## [Written problem]
Transcribe every line exactly. Leave the pictures behind.

## [Supplied records]
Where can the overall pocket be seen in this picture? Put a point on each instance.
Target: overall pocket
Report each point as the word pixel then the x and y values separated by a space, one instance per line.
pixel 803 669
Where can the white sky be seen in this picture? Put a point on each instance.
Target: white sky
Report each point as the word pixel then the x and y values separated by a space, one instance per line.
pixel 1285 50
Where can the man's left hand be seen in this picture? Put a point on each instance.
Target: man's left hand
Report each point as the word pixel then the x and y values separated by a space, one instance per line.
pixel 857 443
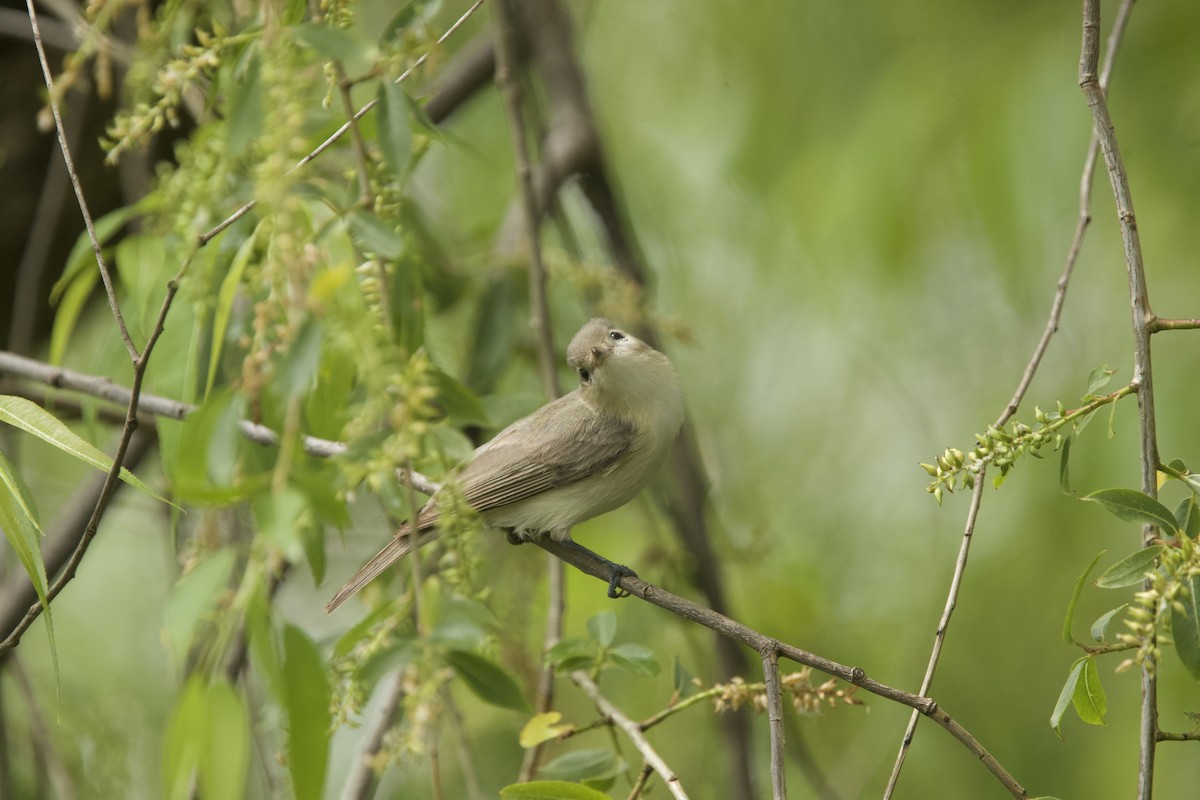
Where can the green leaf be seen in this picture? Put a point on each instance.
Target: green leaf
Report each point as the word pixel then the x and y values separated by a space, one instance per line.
pixel 245 103
pixel 1134 506
pixel 225 759
pixel 395 130
pixel 1065 467
pixel 71 307
pixel 487 680
pixel 306 687
pixel 1089 697
pixel 1131 570
pixel 139 263
pixel 589 764
pixel 682 683
pixel 1097 380
pixel 635 659
pixel 573 654
pixel 543 727
pixel 460 403
pixel 603 627
pixel 406 304
pixel 551 791
pixel 1186 626
pixel 223 311
pixel 19 521
pixel 193 597
pixel 277 517
pixel 373 235
pixel 1068 623
pixel 31 417
pixel 183 745
pixel 264 645
pixel 1187 515
pixel 1101 626
pixel 82 259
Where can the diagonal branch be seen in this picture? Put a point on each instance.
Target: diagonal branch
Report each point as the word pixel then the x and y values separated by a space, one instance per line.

## [Exercise answer]
Where can the overall pocket be seen in this picture? Put a point on each instance.
Target: overall pocket
Report each point as the word pixel then the x and y values separated by a space, one instance per line.
pixel 803 669
Where can the white sky be seen in this picture? Put a point on each instance.
Target: white sky
Report each point as the word pixel then the x and y values separated by a space, one instance per line.
pixel 1285 50
Where can the man's left hand be seen in this picture? Put a point on each instance.
Target: man's left hand
Report each point as the word pixel then the x and y values separated by a space, one instance per line.
pixel 857 443
Where can the green leaf be seen in this picture? Put a point on each instance.
Target: green leaf
Report each point as the word pixel then the x and y values separated by a space, one instance per line.
pixel 245 103
pixel 1134 506
pixel 225 759
pixel 395 130
pixel 1065 467
pixel 71 307
pixel 487 680
pixel 306 687
pixel 1089 697
pixel 1131 570
pixel 139 263
pixel 589 764
pixel 682 683
pixel 1097 380
pixel 635 659
pixel 573 654
pixel 543 727
pixel 460 403
pixel 603 627
pixel 406 304
pixel 551 791
pixel 1186 626
pixel 223 311
pixel 19 521
pixel 193 597
pixel 277 517
pixel 373 235
pixel 1068 623
pixel 31 417
pixel 183 745
pixel 264 645
pixel 1187 515
pixel 1101 626
pixel 82 259
Where can the diagonal branch be seen in this picture? Put a point on each instance.
Target: diagonal branch
Report each point as the word pixel then the x and y values separated by a space, one instance per line.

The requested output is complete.